— Begin PROVIDED DATA —

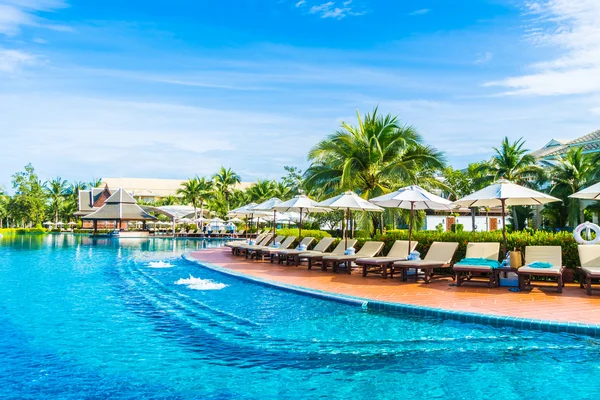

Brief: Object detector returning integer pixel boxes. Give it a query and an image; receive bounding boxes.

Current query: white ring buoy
[573,222,600,244]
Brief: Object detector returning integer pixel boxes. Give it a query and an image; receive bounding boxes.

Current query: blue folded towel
[527,261,553,268]
[456,258,501,269]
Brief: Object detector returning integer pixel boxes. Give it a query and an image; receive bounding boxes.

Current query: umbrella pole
[500,199,507,257]
[408,201,415,255]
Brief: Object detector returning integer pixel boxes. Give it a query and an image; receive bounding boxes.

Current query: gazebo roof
[82,189,156,221]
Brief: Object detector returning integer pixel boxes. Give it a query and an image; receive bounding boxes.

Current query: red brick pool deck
[192,248,600,325]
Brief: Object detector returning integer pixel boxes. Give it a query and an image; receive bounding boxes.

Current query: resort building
[531,130,600,165]
[102,178,252,202]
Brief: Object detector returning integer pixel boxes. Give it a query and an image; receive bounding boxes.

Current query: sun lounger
[452,242,500,288]
[277,238,335,267]
[577,245,600,296]
[355,240,418,279]
[240,235,285,258]
[271,237,315,264]
[517,246,565,293]
[390,242,458,284]
[321,242,385,274]
[298,239,357,269]
[253,236,296,262]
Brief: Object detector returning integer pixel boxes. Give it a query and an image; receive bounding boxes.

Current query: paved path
[192,248,600,324]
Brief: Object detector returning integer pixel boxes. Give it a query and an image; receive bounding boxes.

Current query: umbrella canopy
[273,194,331,236]
[253,197,283,239]
[371,185,453,252]
[569,183,600,200]
[454,179,561,254]
[317,190,383,247]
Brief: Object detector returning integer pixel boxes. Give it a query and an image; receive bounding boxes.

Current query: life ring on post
[573,222,600,244]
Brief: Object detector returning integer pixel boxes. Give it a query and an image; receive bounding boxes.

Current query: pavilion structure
[81,189,157,232]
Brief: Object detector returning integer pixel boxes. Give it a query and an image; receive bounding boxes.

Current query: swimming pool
[0,235,600,399]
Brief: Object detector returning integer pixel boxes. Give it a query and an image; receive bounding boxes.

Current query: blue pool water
[0,235,600,399]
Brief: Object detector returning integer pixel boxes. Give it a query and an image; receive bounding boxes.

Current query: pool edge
[181,252,600,337]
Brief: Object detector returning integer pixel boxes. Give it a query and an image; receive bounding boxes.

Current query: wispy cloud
[309,0,364,19]
[0,0,70,36]
[486,0,600,96]
[475,51,494,64]
[408,8,431,16]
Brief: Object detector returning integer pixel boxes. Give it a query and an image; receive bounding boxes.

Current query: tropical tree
[303,109,445,233]
[246,179,277,203]
[550,147,597,226]
[44,177,68,223]
[213,166,242,212]
[474,137,545,230]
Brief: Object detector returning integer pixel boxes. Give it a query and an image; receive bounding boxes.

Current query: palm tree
[246,179,277,203]
[177,176,202,219]
[45,177,69,223]
[550,147,597,226]
[473,137,545,230]
[303,109,445,236]
[213,166,242,213]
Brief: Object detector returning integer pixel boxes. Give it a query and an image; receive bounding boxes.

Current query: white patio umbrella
[317,190,383,247]
[254,197,283,240]
[454,179,561,254]
[273,194,331,236]
[569,183,600,201]
[370,185,453,252]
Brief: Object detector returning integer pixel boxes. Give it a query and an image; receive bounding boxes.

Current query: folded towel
[456,258,500,269]
[527,261,554,268]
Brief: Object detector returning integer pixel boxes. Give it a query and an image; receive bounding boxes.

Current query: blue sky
[0,0,600,187]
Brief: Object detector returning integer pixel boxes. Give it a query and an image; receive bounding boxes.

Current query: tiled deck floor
[192,248,600,324]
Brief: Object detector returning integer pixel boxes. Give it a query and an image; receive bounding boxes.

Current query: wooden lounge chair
[240,235,285,258]
[390,242,458,284]
[321,242,385,274]
[517,246,565,293]
[253,236,296,262]
[577,245,600,296]
[298,239,357,269]
[277,238,335,267]
[354,240,419,279]
[452,242,500,288]
[271,237,315,264]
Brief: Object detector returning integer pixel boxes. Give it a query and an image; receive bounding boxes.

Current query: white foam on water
[148,261,175,268]
[175,275,227,290]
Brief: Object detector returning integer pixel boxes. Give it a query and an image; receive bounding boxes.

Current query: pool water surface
[0,235,600,399]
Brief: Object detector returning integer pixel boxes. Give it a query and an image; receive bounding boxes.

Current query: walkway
[192,248,600,324]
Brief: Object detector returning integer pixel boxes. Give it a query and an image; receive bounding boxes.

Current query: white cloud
[310,0,364,19]
[0,47,39,74]
[408,8,431,16]
[0,0,70,36]
[475,51,494,64]
[486,0,600,96]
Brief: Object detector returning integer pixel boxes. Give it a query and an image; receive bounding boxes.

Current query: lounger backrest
[356,242,384,257]
[425,242,458,264]
[279,236,296,250]
[465,242,500,261]
[387,240,419,257]
[313,238,335,253]
[298,237,315,247]
[525,246,562,267]
[331,239,356,254]
[577,245,600,268]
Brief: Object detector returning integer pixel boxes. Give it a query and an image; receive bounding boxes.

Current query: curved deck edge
[181,252,600,337]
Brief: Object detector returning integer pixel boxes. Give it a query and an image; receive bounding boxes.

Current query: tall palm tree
[45,177,68,223]
[473,137,545,230]
[177,176,202,219]
[246,179,277,203]
[213,166,242,213]
[550,147,597,226]
[303,109,445,236]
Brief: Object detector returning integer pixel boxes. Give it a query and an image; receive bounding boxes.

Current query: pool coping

— End PROVIDED DATA —

**AIM OF THE TASK**
Copy out the entries from their beginning through the line containing "[456,258,501,269]", inclusive, keeping every line of text and adding -137 to each bounding box coordinate. Leave the pictures out of your answer.

**EXPECTED OUTPUT**
Brief: Object detector returning integer pixel boxes. Give it a query and an image; receive bounding boxes.

Current query: white ring buoy
[436,85,463,107]
Brief: Object detector returning integer pixel boxes. Give it a query and an image; receive bounding boxes.

Current query: blue folded towel
[390,124,416,131]
[319,121,364,132]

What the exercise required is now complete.